[begin THE INPUT]

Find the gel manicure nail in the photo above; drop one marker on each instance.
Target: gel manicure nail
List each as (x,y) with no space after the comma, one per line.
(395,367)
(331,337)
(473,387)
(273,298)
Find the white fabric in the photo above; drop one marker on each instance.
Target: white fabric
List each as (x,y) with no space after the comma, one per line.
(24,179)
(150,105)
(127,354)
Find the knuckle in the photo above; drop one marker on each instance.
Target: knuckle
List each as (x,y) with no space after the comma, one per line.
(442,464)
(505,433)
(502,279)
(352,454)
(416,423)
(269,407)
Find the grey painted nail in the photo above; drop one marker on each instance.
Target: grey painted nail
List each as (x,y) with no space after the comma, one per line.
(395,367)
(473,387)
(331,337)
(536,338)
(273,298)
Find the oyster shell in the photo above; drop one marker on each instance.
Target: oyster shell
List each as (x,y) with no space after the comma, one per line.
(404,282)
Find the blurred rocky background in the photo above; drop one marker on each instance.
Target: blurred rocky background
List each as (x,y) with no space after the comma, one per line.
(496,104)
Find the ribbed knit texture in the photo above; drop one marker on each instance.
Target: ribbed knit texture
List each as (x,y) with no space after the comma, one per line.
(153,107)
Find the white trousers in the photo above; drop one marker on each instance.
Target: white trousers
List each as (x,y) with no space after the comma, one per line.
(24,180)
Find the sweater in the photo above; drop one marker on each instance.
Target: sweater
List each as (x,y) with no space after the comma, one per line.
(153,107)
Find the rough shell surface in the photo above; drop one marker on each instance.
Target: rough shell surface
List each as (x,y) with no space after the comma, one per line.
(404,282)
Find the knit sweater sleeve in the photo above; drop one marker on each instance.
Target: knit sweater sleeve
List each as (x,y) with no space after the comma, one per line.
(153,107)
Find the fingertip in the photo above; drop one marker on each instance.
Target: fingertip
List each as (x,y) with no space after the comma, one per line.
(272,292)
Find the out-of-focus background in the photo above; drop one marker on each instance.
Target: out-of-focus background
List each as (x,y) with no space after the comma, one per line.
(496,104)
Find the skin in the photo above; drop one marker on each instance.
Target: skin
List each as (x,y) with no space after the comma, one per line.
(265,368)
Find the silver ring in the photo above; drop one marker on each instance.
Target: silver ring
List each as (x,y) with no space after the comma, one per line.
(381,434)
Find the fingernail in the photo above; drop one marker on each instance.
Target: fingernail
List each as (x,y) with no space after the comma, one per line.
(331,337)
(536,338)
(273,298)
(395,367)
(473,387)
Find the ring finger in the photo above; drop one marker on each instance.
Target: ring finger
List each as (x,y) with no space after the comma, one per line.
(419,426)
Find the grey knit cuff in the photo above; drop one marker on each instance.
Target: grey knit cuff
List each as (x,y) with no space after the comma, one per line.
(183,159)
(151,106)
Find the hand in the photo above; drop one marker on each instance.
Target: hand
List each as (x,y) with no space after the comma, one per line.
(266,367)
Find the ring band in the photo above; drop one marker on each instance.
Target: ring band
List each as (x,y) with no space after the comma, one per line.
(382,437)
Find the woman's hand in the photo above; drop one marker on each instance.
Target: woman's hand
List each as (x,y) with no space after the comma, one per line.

[end THE INPUT]

# YOUR INSTRUCTIONS
Copy every item above word for word, line by line, without changing anything.

# RESPONSE BELOW
Find the gel manicure nail in the photo above; drop one marker on each instance.
Target: gel manicure nail
List each as (x,y) with no space after the comma, one per line.
(395,367)
(331,337)
(473,387)
(273,298)
Find the white fabric in the photo above; drop one marker on each instance.
Target: white fabric
List each as (x,y) with no space after the comma, one per line.
(24,179)
(150,105)
(127,354)
Find the knuckle in the photo above; drop one marker on each instance.
Target: knuckle
List each as (x,y) with no space after the comma, one per line.
(442,464)
(505,433)
(502,279)
(352,454)
(416,423)
(269,407)
Find the grey painted nail in the photo above; drop one marker on each instance.
Target: grey painted nail
List each as (x,y) with no space after the comma, one per line.
(395,367)
(473,387)
(331,337)
(536,338)
(273,298)
Find the oyster shell in the photo above; drop one marker on each instance.
Target: oyster shell
List each as (x,y) with no space after the comma, one per line.
(404,282)
Find the blurred rocky background in the photo above; drop one marker on each instance.
Target: blurred rocky background
List each as (x,y) with no space after the comma, one per line.
(496,104)
Find the ribbed knit texture in the photo above; drop one marker on each instance.
Target: ribbed knit texture
List each as (x,y) with no space after the comma, one per line.
(153,107)
Find the white trousers in the photo above; drop one marker on each instance.
Target: white trousers
List each as (x,y) with no space after the comma, one per line.
(24,180)
Find the sweater in the photo above; drop one marker on each instance.
Target: sweater
List each as (x,y) with no space after the comma, one per line.
(153,107)
Find the rough shell surface in the photo above; drop one marker on each instance.
Target: rough shell surface
List each as (x,y) with no space after the comma, one per line.
(404,282)
Find the knit sweater sleeve in the photo above; drop one marker on each instance.
Target: knit sweater sleeve
List each as (x,y) with no space after the comma, one per line.
(153,107)
Find the fingertip in the photo above; drop one marker on each instance.
Target: fingertip
List each as (x,y) with no space after the comma, one per line.
(272,292)
Find the out-of-focus background in the photo above; drop one marker on each instance.
Target: out-of-focus background
List each as (x,y) with no space after the comma, one per line.
(496,104)
Find the skin in the photo above; drop one marker on each instance.
Target: skin
List each as (x,y) with no space after the comma, one per line.
(265,368)
Find the silver ring in the photo above; drop one marker on each instance.
Target: silver ring
List each as (x,y) with no space after the comma, one per line.
(381,434)
Find the fingernail in the photo above; drop one marker on each instance.
Target: fingernail
List each as (x,y) with no space after the comma, one per line.
(331,337)
(536,338)
(273,298)
(395,367)
(473,387)
Find the ring finger in the photo above; drop one marker on each instance.
Target: ring finger
List each as (x,y) with no space after the comma, one per line.
(419,426)
Find the grey knit cuff in the photo above; drop one marker on each instance.
Target: grey knit cuff
List each as (x,y) with no space after the comma, one per line.
(183,159)
(151,106)
Find the hand in the photo above; drop one marker on each instance.
Target: hand
List each as (x,y) with no space after the comma, one per line.
(266,367)
Find the ring band in the photo above; drop one marker on each instance.
Target: ring band
List each as (x,y) with no space after the comma, one per line.
(382,437)
Find the woman's hand in the photo above; drop one marker on each instance.
Target: woman's hand
List each as (x,y) with no space after the comma, one per line.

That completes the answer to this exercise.